BEGIN

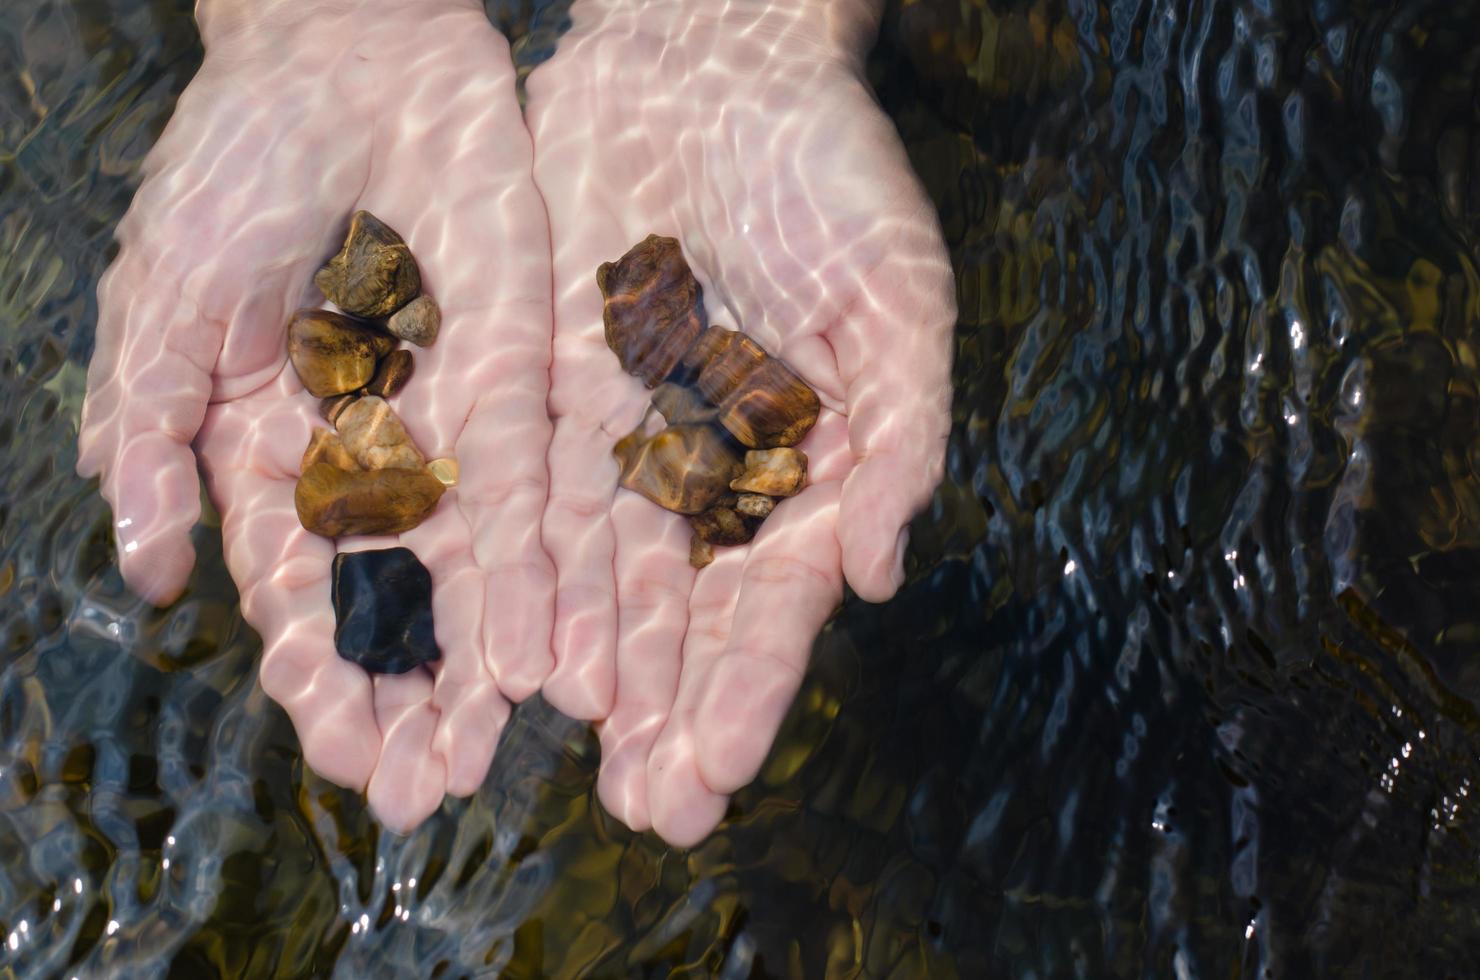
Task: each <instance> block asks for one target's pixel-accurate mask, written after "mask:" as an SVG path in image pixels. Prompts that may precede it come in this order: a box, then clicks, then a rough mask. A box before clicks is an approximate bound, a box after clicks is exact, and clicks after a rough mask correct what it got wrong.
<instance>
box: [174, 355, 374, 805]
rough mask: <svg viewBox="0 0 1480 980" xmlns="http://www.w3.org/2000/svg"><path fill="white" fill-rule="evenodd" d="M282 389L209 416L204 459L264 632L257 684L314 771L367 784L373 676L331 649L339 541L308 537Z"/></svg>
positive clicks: (292, 415)
mask: <svg viewBox="0 0 1480 980" xmlns="http://www.w3.org/2000/svg"><path fill="white" fill-rule="evenodd" d="M280 383H281V385H287V383H289V382H287V380H283V382H280ZM277 388H278V385H274V386H269V388H268V389H263V391H262V392H260V395H259V397H255V398H247V400H241V401H237V403H229V404H223V406H216V407H215V409H212V410H210V413H209V415H207V419H206V423H204V425H203V426H201V435H200V449H201V459H203V462H204V465H206V474H207V483H209V486H210V490H212V497H213V499H215V500H216V502H218V505H219V508H221V534H222V546H223V551H225V558H226V567H228V570H229V571H231V577H232V580H234V582H237V588H238V589H240V594H241V614H243V617H244V619H246V620H247V623H250V625H252V628H253V629H256V631H258V634H260V635H262V665H260V677H262V688H263V690H265V691H266V693H268V696H269V697H271V699H272V700H275V702H277V703H278V705H281V706H283V708H284V711H287V714H289V718H290V719H292V721H293V728H295V730H296V731H297V736H299V742H300V743H302V746H303V758H305V761H306V762H308V765H309V768H312V770H314V771H315V773H318V774H320V776H323V777H324V779H329V780H332V782H334V783H339V785H340V786H349V788H352V789H363V788H364V786H366V783H367V782H369V779H370V774H371V771H373V770H374V765H376V759H377V756H379V754H380V733H379V728H377V725H376V716H374V705H373V702H371V690H370V679H369V677H367V675H366V672H364V671H361V669H360V668H358V666H355V665H352V663H349V662H346V660H343V659H340V657H339V654H337V653H336V650H334V613H333V607H332V604H330V592H332V588H330V563H332V561H333V557H334V545H333V542H330V540H327V539H323V537H318V536H315V534H309V533H308V531H306V530H303V527H302V526H300V524H299V520H297V511H296V508H295V505H293V489H295V481H296V478H297V463H296V460H295V459H290V457H292V456H293V453H292V452H290V450H289V449H287V447H289V446H296V447H303V446H306V444H308V431H309V428H311V422H309V417H308V410H306V407H303V406H300V404H299V403H300V401H306V400H293V398H284V397H281V392H280V391H277ZM268 406H271V407H272V410H268V409H266V407H268ZM297 452H299V453H302V449H299V450H297Z"/></svg>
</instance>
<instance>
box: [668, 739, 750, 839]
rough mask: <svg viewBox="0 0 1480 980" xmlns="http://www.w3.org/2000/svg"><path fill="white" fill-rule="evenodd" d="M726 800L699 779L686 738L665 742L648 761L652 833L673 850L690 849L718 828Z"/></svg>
mask: <svg viewBox="0 0 1480 980" xmlns="http://www.w3.org/2000/svg"><path fill="white" fill-rule="evenodd" d="M728 804H730V798H728V796H727V795H722V793H716V792H715V791H713V789H712V788H710V786H709V785H707V783H706V782H704V779H703V777H702V776H700V773H699V767H697V765H696V761H694V745H693V742H691V739H688V737H687V736H678V737H673V739H665V740H662V742H660V745H659V746H657V748H656V749H654V751H653V755H651V758H650V759H648V813H650V816H651V820H653V830H654V832H656V833H657V835H659V836H660V838H663V839H665V841H667V842H669V844H672V845H673V847H694V845H696V844H699V842H700V841H703V839H704V838H706V836H709V833H710V832H712V830H713V829H715V828H716V826H719V822H721V820H724V817H725V807H728Z"/></svg>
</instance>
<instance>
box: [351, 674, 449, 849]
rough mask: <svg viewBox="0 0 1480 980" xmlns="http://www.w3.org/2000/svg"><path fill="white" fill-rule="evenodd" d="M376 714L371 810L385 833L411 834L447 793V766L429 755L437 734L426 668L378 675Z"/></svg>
mask: <svg viewBox="0 0 1480 980" xmlns="http://www.w3.org/2000/svg"><path fill="white" fill-rule="evenodd" d="M374 714H376V721H377V722H379V725H380V733H382V748H380V759H379V762H377V764H376V767H374V774H373V776H371V777H370V786H369V789H367V791H366V792H367V796H369V801H370V808H371V810H373V811H374V814H376V817H377V819H379V820H380V823H383V825H385V826H386V828H389V829H392V830H395V832H397V833H410V832H411V830H413V829H414V828H416V826H417V825H419V823H420V822H422V820H425V819H426V817H429V816H431V814H432V811H435V810H437V807H440V805H441V802H443V795H444V793H445V792H447V767H445V765H444V764H443V759H441V758H440V756H438V755H437V754H435V752H432V736H434V734H435V731H437V711H435V709H434V708H432V675H431V674H429V672H428V671H426V669H425V668H413V669H411V671H407V672H406V674H377V675H376V677H374Z"/></svg>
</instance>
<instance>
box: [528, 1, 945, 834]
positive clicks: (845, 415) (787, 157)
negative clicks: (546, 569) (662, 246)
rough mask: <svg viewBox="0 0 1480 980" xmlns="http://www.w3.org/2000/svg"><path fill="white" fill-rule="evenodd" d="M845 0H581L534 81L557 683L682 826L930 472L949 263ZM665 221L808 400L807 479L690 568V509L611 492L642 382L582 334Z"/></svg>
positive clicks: (878, 578)
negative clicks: (742, 529)
mask: <svg viewBox="0 0 1480 980" xmlns="http://www.w3.org/2000/svg"><path fill="white" fill-rule="evenodd" d="M872 7H873V4H872V3H869V1H867V0H864V1H863V3H857V1H855V0H821V1H817V3H780V0H770V1H767V3H749V1H744V0H730V1H728V3H713V1H697V3H696V1H691V0H685V1H679V0H667V1H651V0H650V1H647V3H638V1H636V0H582V1H580V3H577V4H576V7H574V10H573V16H574V25H573V28H571V31H570V33H568V34H567V36H565V37H564V38H562V40H561V47H559V50H558V52H556V55H555V56H554V58H552V59H551V61H549V62H548V64H545V65H543V67H540V68H537V70H536V71H534V74H533V75H531V78H530V105H528V118H530V129H531V132H533V135H534V150H536V166H534V178H536V184H537V185H539V188H540V192H542V194H543V197H545V201H546V204H548V209H549V216H551V235H552V241H554V246H555V268H554V272H555V360H554V366H552V380H551V415H552V416H554V417H555V438H554V443H552V447H551V454H549V474H551V497H549V505H548V508H546V514H545V542H546V548H548V549H549V552H551V557H552V560H554V561H555V567H556V579H558V588H556V607H555V656H556V666H555V671H554V672H552V675H551V677H549V679H548V682H546V685H545V694H546V697H548V699H549V700H551V702H552V703H554V705H555V706H556V708H561V709H562V711H565V712H567V714H573V715H576V716H583V718H604V719H605V721H604V722H602V724H601V727H599V734H601V743H602V765H601V777H599V783H598V786H599V793H601V799H602V802H604V804H605V805H607V808H608V810H610V811H611V813H614V814H616V816H617V817H620V819H622V820H623V822H626V823H628V825H629V826H632V828H635V829H644V828H647V826H653V828H654V829H656V830H657V832H659V833H660V835H663V836H665V838H666V839H669V841H672V842H675V844H693V842H696V841H697V839H700V838H702V836H704V835H706V833H707V832H709V830H710V829H712V828H713V826H715V825H716V823H718V822H719V819H721V816H722V813H724V807H725V799H727V795H728V793H731V792H734V791H736V789H739V788H740V786H743V785H744V783H747V782H749V780H750V779H753V777H755V774H756V771H758V770H759V767H761V762H762V761H764V758H765V754H767V752H768V749H770V746H771V742H773V739H774V737H776V731H777V728H778V725H780V722H781V718H783V715H784V712H786V709H787V706H789V705H790V702H792V699H793V696H795V693H796V690H798V685H799V682H801V678H802V671H804V669H805V665H807V657H808V653H810V650H811V644H813V640H814V638H815V635H817V632H818V629H820V628H821V626H823V623H824V622H826V620H827V617H829V616H830V614H832V611H833V608H835V607H836V605H838V603H839V601H841V598H842V585H844V577H847V580H848V583H850V585H851V586H852V588H854V591H855V592H858V595H861V597H863V598H866V600H870V601H881V600H885V598H888V597H889V595H892V594H894V591H895V589H897V588H898V585H900V582H901V577H903V548H904V530H903V528H904V527H906V523H907V521H909V518H910V517H912V515H913V514H915V512H916V511H918V509H919V508H922V506H924V505H925V503H926V500H928V499H929V494H931V491H932V490H934V487H935V484H937V483H938V480H940V475H941V465H943V454H944V440H946V435H947V429H949V420H950V419H949V407H950V332H952V324H953V321H955V286H953V281H952V271H950V265H949V259H947V255H946V249H944V244H943V241H941V235H940V231H938V225H937V219H935V213H934V209H932V206H931V203H929V200H928V198H926V197H925V194H924V191H922V188H921V187H919V184H918V182H916V179H915V176H913V173H912V170H910V166H909V161H907V158H906V155H904V150H903V147H901V145H900V141H898V138H897V135H895V132H894V129H892V126H891V124H889V121H888V118H885V115H884V114H882V113H881V111H879V108H878V105H876V104H875V102H873V99H872V96H870V93H869V90H867V87H866V84H864V83H863V80H861V74H860V73H861V58H863V53H864V49H866V44H867V43H869V40H870V37H872V33H873V28H875V22H873V16H875V12H873V9H872ZM650 232H656V234H663V235H673V237H676V238H679V241H681V243H682V246H684V252H685V258H687V259H688V261H690V265H691V266H693V269H694V274H696V275H697V278H699V280H700V283H702V286H703V289H704V302H706V306H707V311H709V317H710V320H712V321H715V323H719V324H722V326H731V327H740V329H743V330H744V332H746V333H749V335H750V336H752V338H755V339H756V340H758V342H759V343H761V345H762V346H765V348H767V349H768V351H770V352H771V354H776V355H778V357H781V358H783V360H784V361H787V363H789V364H790V367H792V369H793V370H795V372H798V373H799V375H801V376H802V377H804V379H805V380H807V382H808V383H811V385H813V388H815V389H817V392H818V395H820V397H821V400H823V406H824V409H823V413H821V417H820V419H818V422H817V426H815V429H814V431H813V432H811V434H810V435H808V437H807V440H805V441H804V443H802V444H801V449H802V450H804V452H807V454H808V456H810V459H811V484H810V486H808V489H807V490H804V491H802V493H801V494H799V496H798V497H793V499H790V500H784V502H781V503H780V505H778V506H777V508H776V511H774V514H773V515H771V517H770V518H768V520H767V521H765V524H764V526H762V528H761V531H759V534H758V536H756V539H755V540H753V542H752V543H750V545H749V546H744V548H728V549H716V554H718V558H716V561H715V563H713V564H712V565H709V567H707V568H704V570H702V571H699V573H696V571H694V570H693V568H691V567H690V565H688V537H690V528H688V524H687V521H685V520H684V518H681V517H678V515H673V514H669V512H666V511H662V509H659V508H657V506H654V505H653V503H650V502H647V500H645V499H642V497H639V496H636V494H633V493H629V491H625V490H623V491H619V490H617V477H619V474H617V466H616V463H614V460H613V457H611V446H613V443H614V441H616V438H619V437H620V435H623V434H625V432H626V431H629V429H630V428H632V426H633V425H636V422H638V419H639V417H641V416H642V413H644V410H645V407H647V404H648V397H650V392H648V391H647V389H644V388H642V385H641V382H638V380H636V379H635V377H629V376H628V375H625V373H622V369H620V366H619V364H617V360H616V357H613V354H611V351H610V349H608V348H607V345H605V342H604V336H602V321H601V306H602V301H601V293H599V290H598V287H596V283H595V271H596V266H598V265H599V264H601V262H605V261H613V259H616V258H619V256H620V255H623V253H625V252H626V250H628V249H629V247H630V246H633V244H635V243H638V241H641V240H642V238H644V237H647V235H648V234H650Z"/></svg>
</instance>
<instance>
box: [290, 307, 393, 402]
mask: <svg viewBox="0 0 1480 980" xmlns="http://www.w3.org/2000/svg"><path fill="white" fill-rule="evenodd" d="M394 346H395V338H392V336H389V335H386V333H380V332H379V330H376V329H374V327H373V326H370V324H367V323H361V321H360V320H355V318H352V317H345V315H343V314H337V312H330V311H327V309H299V311H297V312H296V314H293V320H292V321H290V323H289V324H287V357H289V360H290V361H292V363H293V370H295V372H297V377H299V380H302V382H303V388H308V391H309V394H312V395H315V397H318V398H324V397H329V395H339V394H343V392H346V391H354V389H355V388H360V386H363V385H364V383H366V382H369V380H370V379H371V377H373V376H374V366H376V361H377V360H379V358H380V357H383V355H385V354H388V352H389V351H391V348H394Z"/></svg>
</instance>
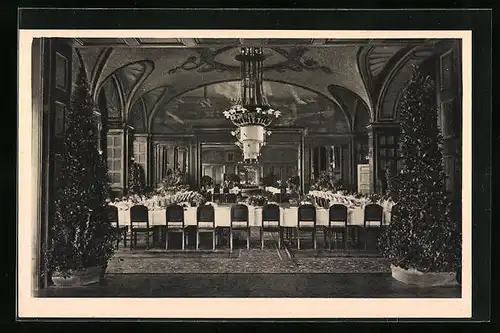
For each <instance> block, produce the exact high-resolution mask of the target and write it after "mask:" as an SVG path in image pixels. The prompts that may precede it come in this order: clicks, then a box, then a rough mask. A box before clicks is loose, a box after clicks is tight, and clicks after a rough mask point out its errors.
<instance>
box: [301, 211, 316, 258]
mask: <svg viewBox="0 0 500 333" xmlns="http://www.w3.org/2000/svg"><path fill="white" fill-rule="evenodd" d="M297 214H298V219H297V249H299V250H300V231H301V230H302V231H311V232H312V238H313V247H314V249H316V207H315V206H314V205H311V204H303V205H300V206H299V208H298V213H297Z"/></svg>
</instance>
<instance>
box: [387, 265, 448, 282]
mask: <svg viewBox="0 0 500 333" xmlns="http://www.w3.org/2000/svg"><path fill="white" fill-rule="evenodd" d="M391 271H392V277H393V278H394V279H395V280H397V281H400V282H403V283H406V284H409V285H416V286H419V287H437V286H456V285H458V282H457V273H456V272H440V273H434V272H431V273H423V272H420V271H418V270H416V269H404V268H401V267H398V266H394V265H391Z"/></svg>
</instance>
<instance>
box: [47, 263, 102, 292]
mask: <svg viewBox="0 0 500 333" xmlns="http://www.w3.org/2000/svg"><path fill="white" fill-rule="evenodd" d="M106 266H107V265H104V266H93V267H88V268H86V269H81V270H75V271H71V272H70V275H69V276H66V277H65V276H62V275H61V274H60V273H58V272H54V273H53V274H52V282H54V285H55V286H56V287H77V286H86V285H89V284H94V283H99V282H101V281H102V280H103V279H104V274H105V272H106Z"/></svg>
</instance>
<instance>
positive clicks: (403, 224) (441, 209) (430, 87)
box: [379, 67, 461, 286]
mask: <svg viewBox="0 0 500 333" xmlns="http://www.w3.org/2000/svg"><path fill="white" fill-rule="evenodd" d="M435 96H436V90H435V84H434V81H433V80H432V78H431V77H430V76H426V75H423V74H422V73H421V72H420V71H419V69H418V68H417V67H415V68H414V70H413V75H412V77H411V79H410V81H409V83H408V85H407V86H406V88H405V89H404V91H403V93H402V96H401V100H400V102H399V104H398V113H399V115H400V118H401V135H400V142H399V145H400V153H401V162H402V170H401V171H400V172H399V173H398V174H397V175H394V176H393V175H390V178H392V179H389V183H390V185H391V189H390V190H391V191H390V192H391V193H392V194H393V195H394V196H396V197H397V198H396V201H397V204H396V205H395V206H394V208H393V211H392V216H391V223H390V224H389V225H388V226H387V228H386V229H385V231H384V232H383V233H382V235H381V237H380V239H379V246H380V250H381V252H382V254H383V255H384V256H386V257H387V258H388V259H389V261H390V262H391V268H392V276H393V277H394V278H395V279H397V280H399V281H402V282H405V283H408V284H416V285H420V286H436V285H450V284H456V283H457V282H456V272H457V270H458V267H459V264H460V253H461V221H457V220H453V219H452V217H451V209H450V202H449V201H448V199H447V197H446V191H445V173H444V170H443V157H442V151H441V143H442V137H441V134H440V132H439V128H438V125H437V107H436V99H435Z"/></svg>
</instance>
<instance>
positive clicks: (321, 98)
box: [152, 81, 349, 133]
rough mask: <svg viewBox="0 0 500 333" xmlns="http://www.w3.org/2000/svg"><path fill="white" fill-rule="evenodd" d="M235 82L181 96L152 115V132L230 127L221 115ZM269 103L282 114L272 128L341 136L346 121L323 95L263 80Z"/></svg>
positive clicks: (183, 131)
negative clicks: (319, 94)
mask: <svg viewBox="0 0 500 333" xmlns="http://www.w3.org/2000/svg"><path fill="white" fill-rule="evenodd" d="M239 85H240V82H239V81H230V82H223V83H216V84H212V85H208V86H204V87H201V88H198V89H195V90H192V91H190V92H188V93H186V94H183V95H181V96H179V97H177V98H175V99H174V100H173V101H171V102H169V103H168V104H167V105H165V106H162V108H161V109H158V111H157V112H156V113H155V117H154V119H153V124H152V132H153V133H182V132H190V131H192V130H194V129H196V128H197V127H198V128H210V127H211V128H231V127H232V124H231V122H229V121H228V120H227V119H226V118H225V117H224V116H223V111H224V110H227V109H228V108H229V107H230V106H231V105H232V101H233V100H234V99H235V98H237V97H238V96H239ZM264 92H265V94H266V96H267V99H268V101H269V103H270V104H271V105H272V106H273V107H274V108H275V109H277V110H280V111H281V112H282V116H281V117H280V118H279V120H278V121H277V122H275V123H273V126H275V127H292V126H293V127H306V128H308V131H310V132H313V133H345V132H348V131H349V125H348V121H347V119H346V116H345V115H344V113H343V112H342V111H341V110H340V109H339V107H338V106H337V105H336V104H335V103H334V102H333V101H331V100H330V99H328V98H326V97H325V96H322V95H319V94H317V93H315V92H312V91H309V90H306V89H303V88H300V87H297V86H293V85H289V84H284V83H279V82H272V81H264Z"/></svg>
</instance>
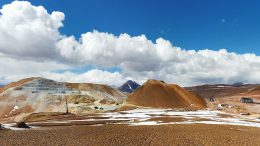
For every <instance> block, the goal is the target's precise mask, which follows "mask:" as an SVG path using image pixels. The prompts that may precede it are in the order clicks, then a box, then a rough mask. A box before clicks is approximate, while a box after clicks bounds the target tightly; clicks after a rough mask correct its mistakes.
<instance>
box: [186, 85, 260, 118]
mask: <svg viewBox="0 0 260 146" xmlns="http://www.w3.org/2000/svg"><path fill="white" fill-rule="evenodd" d="M186 89H187V90H189V91H191V92H194V93H197V94H198V95H200V96H201V97H203V98H204V99H205V100H206V101H207V105H208V107H209V108H210V109H213V110H221V111H226V112H230V113H235V114H245V115H248V116H253V117H257V118H258V117H260V85H258V84H242V83H240V84H238V83H236V84H230V85H229V84H216V85H202V86H194V87H187V88H186ZM243 97H246V98H251V99H252V100H253V103H241V102H240V100H241V98H243ZM210 99H213V100H214V101H210Z"/></svg>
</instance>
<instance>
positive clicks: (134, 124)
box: [3, 108, 260, 130]
mask: <svg viewBox="0 0 260 146" xmlns="http://www.w3.org/2000/svg"><path fill="white" fill-rule="evenodd" d="M98 117H102V119H100V118H98ZM156 117H159V118H176V119H178V118H181V119H182V120H183V121H180V122H179V121H178V122H174V121H173V122H162V121H156V120H152V119H151V118H156ZM84 121H85V122H90V121H104V122H106V121H107V122H108V123H109V122H110V121H117V122H116V123H113V124H128V125H129V126H140V125H166V124H219V125H238V126H250V127H259V128H260V119H257V118H253V117H247V116H241V115H236V114H229V113H225V112H222V111H210V110H198V111H179V110H173V109H152V108H144V109H133V110H128V111H121V112H110V113H97V114H95V115H92V116H91V117H88V116H87V118H86V119H82V120H63V121H45V122H33V123H31V124H36V123H72V122H73V123H77V122H84ZM27 124H28V125H30V123H27ZM101 125H103V124H101ZM3 127H5V128H8V129H12V130H21V129H20V128H14V127H13V124H3ZM22 130H23V129H22Z"/></svg>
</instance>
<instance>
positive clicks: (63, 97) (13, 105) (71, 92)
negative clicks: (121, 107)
mask: <svg viewBox="0 0 260 146" xmlns="http://www.w3.org/2000/svg"><path fill="white" fill-rule="evenodd" d="M125 98H126V94H125V93H123V92H121V91H119V90H117V89H114V88H112V87H110V86H107V85H102V84H91V83H64V82H56V81H53V80H49V79H44V78H27V79H23V80H20V81H17V82H13V83H10V84H8V85H6V86H4V87H1V88H0V118H3V117H12V116H16V115H19V114H24V113H32V112H65V111H66V109H68V110H69V112H71V113H77V114H81V113H85V112H86V113H89V112H95V111H96V110H99V111H106V110H114V109H116V108H118V107H119V106H120V104H122V103H123V101H124V100H125Z"/></svg>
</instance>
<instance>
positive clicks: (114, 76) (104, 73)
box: [42, 69, 125, 86]
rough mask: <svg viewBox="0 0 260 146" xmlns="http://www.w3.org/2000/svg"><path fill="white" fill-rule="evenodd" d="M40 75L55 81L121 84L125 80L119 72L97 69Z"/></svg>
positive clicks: (43, 73) (119, 84)
mask: <svg viewBox="0 0 260 146" xmlns="http://www.w3.org/2000/svg"><path fill="white" fill-rule="evenodd" d="M42 76H43V77H47V78H49V79H53V80H57V81H65V82H71V83H86V82H87V83H98V84H107V85H117V86H119V85H121V84H123V82H125V78H124V77H123V76H122V75H121V74H120V73H119V72H113V73H111V72H108V71H103V70H99V69H92V70H89V71H86V72H84V73H80V74H76V73H73V72H69V71H67V72H64V73H53V72H45V73H43V74H42ZM111 83H112V84H111Z"/></svg>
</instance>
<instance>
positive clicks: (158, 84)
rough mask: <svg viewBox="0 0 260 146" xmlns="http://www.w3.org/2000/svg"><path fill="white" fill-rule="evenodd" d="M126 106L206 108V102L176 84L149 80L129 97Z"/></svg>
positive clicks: (126, 100) (190, 92)
mask: <svg viewBox="0 0 260 146" xmlns="http://www.w3.org/2000/svg"><path fill="white" fill-rule="evenodd" d="M125 106H143V107H154V108H205V107H206V102H205V100H204V99H202V98H200V97H199V96H198V95H196V94H193V93H191V92H189V91H187V90H185V89H184V88H181V87H180V86H178V85H175V84H167V83H164V82H163V81H158V80H148V81H147V82H146V83H144V84H143V85H142V86H141V87H140V88H138V89H137V90H136V91H135V92H133V93H132V94H130V95H129V97H128V98H127V100H126V102H125Z"/></svg>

END

Each line in the listing either holds the word "before" or does not. Report how many do, as a bare number.

## Reply to the task
3